Source passage:
^^^^^^^^

Gladys Mackenzie was particularly interested in the gardens, especially daffodils. She propagated a number of unusual varieties, including cultivars named Trawalla and Alastair, the latter after her eldest son. During her residence, the large homestead required a substantial household staff, including 6 domestic staff and 6 gardeners, as well as rabbiters, a full-time tree planter and numerous farm workers.

The garden at Trawalla developed principally during the 1890s and has been maintained since that period. It incorporates elements characteristic of large nineteenth-century pastoral gardens, including open lawns, carriage drives, a formal parterre, lakes and long axial views. A number of mature specimen trees, shrubs and woodland plantings from the late nineteenth and early twentieth centuries also survive.

The garden includes a range of structures associated with large nineteenth-century estates, including a timber pergola described as one of the longest in Victoria, a metal catenary frame and a working conservatory. Water features and the site's undulating terrain were incorporated into the design to create both close and distant views.

The vegetable garden and tennis court were designed by Paul Bangay.

===Later ownership===
The estate was sold in 2012 to Colin and Heather Richmond, a farming family from Little River. The Richmonds subsequently acquired a further 1,100 acres (445 ha) adjoining the property, bringing the total area to approximately 9,800 acres (3,970 ha).

^^^^^^^^

Available data:
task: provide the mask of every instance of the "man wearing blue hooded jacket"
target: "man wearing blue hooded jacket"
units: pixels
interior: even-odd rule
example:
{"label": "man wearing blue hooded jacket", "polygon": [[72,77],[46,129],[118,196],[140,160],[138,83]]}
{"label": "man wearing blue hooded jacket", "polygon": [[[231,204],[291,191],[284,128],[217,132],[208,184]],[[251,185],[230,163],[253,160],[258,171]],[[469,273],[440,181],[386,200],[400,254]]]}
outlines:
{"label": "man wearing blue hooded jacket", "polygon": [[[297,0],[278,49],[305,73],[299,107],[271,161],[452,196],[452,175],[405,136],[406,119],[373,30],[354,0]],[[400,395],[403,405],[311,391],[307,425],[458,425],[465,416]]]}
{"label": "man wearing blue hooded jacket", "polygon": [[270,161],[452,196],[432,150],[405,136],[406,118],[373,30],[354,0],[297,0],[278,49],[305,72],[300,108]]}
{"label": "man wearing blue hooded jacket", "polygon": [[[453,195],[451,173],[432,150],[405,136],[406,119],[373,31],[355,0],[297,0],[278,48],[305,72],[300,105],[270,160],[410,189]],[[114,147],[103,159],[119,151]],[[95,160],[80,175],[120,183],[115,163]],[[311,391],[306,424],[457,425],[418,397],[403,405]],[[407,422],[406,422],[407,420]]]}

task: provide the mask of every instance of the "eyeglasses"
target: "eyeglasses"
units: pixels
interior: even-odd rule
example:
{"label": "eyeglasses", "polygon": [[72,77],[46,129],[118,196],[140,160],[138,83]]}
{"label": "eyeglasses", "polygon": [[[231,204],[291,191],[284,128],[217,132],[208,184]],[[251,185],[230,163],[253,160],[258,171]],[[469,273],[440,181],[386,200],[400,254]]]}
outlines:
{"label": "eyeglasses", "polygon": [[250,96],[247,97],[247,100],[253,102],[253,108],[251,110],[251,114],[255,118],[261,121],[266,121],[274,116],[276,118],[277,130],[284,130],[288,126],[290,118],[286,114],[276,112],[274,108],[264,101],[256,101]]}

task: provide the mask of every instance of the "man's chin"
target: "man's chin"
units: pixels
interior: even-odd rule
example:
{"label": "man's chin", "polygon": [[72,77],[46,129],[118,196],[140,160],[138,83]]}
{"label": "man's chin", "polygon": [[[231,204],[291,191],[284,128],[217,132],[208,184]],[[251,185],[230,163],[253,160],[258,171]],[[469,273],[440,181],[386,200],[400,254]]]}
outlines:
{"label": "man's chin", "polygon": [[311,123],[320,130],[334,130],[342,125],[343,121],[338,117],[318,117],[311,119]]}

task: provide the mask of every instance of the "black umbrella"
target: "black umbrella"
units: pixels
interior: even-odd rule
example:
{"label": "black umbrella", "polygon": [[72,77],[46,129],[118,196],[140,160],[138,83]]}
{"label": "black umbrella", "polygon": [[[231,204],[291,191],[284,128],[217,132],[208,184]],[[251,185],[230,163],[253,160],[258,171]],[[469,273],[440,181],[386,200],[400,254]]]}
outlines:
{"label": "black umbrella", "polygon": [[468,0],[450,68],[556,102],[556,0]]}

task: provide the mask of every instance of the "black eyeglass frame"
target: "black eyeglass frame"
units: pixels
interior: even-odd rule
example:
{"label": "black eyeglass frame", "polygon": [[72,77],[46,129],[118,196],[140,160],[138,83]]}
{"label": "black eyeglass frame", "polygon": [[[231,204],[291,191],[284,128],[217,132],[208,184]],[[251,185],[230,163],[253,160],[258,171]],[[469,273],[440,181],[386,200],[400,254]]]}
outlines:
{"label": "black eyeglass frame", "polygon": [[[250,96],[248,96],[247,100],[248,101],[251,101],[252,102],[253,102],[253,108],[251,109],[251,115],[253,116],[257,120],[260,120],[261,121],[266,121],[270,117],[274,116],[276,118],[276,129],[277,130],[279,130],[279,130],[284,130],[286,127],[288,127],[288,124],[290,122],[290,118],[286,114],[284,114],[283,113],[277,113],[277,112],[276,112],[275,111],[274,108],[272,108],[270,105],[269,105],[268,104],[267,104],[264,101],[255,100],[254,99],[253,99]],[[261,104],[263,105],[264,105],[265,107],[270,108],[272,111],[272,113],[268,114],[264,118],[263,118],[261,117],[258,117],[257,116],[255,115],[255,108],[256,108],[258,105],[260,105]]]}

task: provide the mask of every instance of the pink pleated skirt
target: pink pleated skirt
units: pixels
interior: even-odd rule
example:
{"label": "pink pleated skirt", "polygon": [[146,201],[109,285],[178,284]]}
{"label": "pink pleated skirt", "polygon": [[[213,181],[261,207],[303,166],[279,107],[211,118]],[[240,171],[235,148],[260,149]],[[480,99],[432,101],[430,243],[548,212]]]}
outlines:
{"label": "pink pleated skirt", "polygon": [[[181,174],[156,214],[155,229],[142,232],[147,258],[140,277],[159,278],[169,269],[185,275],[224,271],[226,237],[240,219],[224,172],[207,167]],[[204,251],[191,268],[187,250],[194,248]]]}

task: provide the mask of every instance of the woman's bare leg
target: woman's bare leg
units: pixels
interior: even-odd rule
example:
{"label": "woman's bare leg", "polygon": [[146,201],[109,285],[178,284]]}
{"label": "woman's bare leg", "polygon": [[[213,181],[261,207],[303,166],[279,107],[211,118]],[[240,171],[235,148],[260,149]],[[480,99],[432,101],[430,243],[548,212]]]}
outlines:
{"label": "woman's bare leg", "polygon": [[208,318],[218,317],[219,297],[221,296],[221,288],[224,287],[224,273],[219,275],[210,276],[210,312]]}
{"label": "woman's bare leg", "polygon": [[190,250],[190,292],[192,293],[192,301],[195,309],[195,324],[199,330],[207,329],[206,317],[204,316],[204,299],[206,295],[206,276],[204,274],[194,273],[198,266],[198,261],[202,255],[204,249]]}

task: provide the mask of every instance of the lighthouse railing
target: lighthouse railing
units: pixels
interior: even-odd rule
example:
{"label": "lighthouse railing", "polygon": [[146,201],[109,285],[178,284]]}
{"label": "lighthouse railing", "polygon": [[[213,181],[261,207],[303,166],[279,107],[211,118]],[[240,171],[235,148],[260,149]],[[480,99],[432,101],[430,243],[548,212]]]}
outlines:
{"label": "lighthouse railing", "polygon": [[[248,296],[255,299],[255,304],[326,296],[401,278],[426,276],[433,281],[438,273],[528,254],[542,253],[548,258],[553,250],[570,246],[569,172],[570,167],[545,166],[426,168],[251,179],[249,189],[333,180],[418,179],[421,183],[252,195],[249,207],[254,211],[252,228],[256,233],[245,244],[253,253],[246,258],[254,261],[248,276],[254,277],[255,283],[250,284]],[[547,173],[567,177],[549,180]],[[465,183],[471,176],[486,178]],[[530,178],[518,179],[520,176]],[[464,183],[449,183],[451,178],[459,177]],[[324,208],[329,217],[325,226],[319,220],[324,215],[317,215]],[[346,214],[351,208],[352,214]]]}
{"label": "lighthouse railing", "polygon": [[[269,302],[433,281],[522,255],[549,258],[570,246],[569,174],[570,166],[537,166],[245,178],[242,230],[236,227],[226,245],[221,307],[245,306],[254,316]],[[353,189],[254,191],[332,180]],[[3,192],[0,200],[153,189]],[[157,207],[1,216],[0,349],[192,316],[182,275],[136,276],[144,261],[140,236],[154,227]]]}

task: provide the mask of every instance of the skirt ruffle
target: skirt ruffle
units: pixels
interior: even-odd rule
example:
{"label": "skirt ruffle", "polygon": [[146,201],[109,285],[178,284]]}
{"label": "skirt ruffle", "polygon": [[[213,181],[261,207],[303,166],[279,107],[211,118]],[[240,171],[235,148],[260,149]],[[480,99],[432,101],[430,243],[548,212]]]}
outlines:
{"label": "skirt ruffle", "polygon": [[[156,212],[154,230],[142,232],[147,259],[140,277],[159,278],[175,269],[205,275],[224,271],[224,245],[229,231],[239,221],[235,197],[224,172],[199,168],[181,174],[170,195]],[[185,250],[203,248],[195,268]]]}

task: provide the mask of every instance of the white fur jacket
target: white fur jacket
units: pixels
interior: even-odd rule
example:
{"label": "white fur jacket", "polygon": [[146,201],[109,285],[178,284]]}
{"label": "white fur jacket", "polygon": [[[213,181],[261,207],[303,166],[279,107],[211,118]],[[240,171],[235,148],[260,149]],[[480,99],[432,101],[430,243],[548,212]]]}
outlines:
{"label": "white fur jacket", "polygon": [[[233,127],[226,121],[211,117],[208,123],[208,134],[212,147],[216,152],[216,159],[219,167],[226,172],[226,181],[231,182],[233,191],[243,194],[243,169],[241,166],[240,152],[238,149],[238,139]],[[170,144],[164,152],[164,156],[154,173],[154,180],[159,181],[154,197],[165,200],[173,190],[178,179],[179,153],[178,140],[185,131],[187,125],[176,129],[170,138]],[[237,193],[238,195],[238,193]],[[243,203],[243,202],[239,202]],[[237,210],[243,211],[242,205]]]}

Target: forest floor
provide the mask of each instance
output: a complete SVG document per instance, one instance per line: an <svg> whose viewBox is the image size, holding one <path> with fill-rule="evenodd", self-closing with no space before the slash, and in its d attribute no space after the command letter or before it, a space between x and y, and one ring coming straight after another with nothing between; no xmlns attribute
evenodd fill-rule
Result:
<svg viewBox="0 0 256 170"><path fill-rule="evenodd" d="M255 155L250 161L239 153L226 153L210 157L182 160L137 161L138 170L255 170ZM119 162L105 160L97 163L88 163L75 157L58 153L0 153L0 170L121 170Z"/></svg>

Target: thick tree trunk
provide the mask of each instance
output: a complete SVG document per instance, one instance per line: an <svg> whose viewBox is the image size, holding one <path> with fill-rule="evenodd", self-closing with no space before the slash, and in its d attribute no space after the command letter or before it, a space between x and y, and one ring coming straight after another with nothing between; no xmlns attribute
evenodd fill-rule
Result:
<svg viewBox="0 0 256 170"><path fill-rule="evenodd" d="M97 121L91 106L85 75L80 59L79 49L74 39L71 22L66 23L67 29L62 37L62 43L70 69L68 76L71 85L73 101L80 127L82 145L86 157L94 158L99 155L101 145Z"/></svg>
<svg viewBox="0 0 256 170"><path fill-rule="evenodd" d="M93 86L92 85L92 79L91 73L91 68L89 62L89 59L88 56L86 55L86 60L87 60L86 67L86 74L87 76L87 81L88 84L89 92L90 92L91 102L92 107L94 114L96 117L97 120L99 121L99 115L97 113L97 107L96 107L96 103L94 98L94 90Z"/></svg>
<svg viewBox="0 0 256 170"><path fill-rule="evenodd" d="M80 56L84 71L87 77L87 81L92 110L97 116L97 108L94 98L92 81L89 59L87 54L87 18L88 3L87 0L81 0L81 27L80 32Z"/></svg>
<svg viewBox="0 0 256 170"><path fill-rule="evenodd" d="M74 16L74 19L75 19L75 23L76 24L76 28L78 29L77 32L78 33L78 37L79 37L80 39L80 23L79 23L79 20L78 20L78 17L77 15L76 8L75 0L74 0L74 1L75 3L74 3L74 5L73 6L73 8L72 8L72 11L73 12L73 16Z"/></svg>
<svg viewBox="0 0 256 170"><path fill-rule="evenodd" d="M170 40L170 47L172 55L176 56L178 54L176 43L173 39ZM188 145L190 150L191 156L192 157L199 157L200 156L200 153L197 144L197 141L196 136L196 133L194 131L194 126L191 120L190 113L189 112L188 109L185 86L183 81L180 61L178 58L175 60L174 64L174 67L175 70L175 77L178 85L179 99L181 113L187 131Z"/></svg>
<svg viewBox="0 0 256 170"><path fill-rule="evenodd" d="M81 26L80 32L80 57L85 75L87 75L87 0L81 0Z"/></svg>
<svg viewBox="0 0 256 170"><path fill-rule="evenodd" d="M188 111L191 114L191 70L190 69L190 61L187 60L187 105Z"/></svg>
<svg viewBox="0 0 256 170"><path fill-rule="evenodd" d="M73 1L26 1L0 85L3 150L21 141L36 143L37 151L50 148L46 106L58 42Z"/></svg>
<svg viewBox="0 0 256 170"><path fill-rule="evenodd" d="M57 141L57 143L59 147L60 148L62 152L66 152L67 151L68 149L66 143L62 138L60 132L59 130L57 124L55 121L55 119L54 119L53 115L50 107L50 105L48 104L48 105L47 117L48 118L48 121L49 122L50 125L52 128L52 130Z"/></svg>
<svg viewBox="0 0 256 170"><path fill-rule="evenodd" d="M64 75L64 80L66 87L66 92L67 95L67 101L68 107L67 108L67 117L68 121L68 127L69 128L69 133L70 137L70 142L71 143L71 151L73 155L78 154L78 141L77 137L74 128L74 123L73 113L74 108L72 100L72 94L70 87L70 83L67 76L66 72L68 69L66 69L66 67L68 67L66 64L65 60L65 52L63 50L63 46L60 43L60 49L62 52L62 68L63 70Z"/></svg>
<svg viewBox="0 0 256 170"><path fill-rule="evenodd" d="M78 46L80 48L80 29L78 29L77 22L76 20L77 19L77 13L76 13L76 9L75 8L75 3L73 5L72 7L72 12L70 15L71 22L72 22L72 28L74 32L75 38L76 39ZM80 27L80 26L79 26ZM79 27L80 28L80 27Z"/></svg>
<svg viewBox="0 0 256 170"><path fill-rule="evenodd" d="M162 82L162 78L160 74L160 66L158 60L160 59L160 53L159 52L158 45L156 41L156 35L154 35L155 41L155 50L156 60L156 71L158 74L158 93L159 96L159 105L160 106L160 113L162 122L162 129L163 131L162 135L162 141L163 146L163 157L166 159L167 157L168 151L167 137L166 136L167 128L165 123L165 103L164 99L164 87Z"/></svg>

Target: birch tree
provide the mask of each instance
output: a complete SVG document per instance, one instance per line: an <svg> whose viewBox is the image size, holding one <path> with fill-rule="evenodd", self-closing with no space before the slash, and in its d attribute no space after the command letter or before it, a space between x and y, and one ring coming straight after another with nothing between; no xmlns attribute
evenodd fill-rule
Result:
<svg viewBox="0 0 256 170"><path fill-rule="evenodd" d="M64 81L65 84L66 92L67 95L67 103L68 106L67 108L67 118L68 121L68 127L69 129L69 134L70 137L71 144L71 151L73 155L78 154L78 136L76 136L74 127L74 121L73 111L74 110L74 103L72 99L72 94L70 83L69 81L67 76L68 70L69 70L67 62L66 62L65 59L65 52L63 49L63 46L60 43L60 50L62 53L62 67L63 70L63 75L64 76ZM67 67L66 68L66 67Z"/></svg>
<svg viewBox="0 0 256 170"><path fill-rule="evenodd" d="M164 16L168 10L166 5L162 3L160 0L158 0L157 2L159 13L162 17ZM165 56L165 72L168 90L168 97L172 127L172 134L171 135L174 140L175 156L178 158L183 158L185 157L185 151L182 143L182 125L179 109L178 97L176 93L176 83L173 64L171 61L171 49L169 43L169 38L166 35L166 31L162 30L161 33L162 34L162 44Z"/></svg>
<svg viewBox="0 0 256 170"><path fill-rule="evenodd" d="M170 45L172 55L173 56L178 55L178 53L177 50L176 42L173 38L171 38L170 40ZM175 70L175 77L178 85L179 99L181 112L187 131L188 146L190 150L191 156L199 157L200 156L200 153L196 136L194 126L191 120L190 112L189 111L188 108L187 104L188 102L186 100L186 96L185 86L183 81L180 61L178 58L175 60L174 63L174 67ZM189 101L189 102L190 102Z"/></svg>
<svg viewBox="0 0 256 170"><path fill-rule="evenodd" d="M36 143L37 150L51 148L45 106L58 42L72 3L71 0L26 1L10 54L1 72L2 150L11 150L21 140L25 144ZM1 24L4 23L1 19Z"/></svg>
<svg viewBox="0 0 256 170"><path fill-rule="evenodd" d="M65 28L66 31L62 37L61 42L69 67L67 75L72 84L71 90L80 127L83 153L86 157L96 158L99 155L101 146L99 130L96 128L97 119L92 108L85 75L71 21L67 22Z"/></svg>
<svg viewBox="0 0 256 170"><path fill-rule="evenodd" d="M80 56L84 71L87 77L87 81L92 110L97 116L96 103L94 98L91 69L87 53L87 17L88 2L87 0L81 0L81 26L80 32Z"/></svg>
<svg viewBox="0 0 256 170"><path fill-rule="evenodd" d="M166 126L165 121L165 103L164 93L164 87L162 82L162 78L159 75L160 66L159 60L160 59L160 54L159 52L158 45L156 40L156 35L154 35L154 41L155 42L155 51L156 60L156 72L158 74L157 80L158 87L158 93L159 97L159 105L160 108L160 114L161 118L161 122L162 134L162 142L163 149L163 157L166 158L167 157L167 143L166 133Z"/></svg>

^^^^^^^^

Action item: In the passage about Trawalla, who designed the vegetable garden and tennis court?

Answer to the problem: Paul Bangay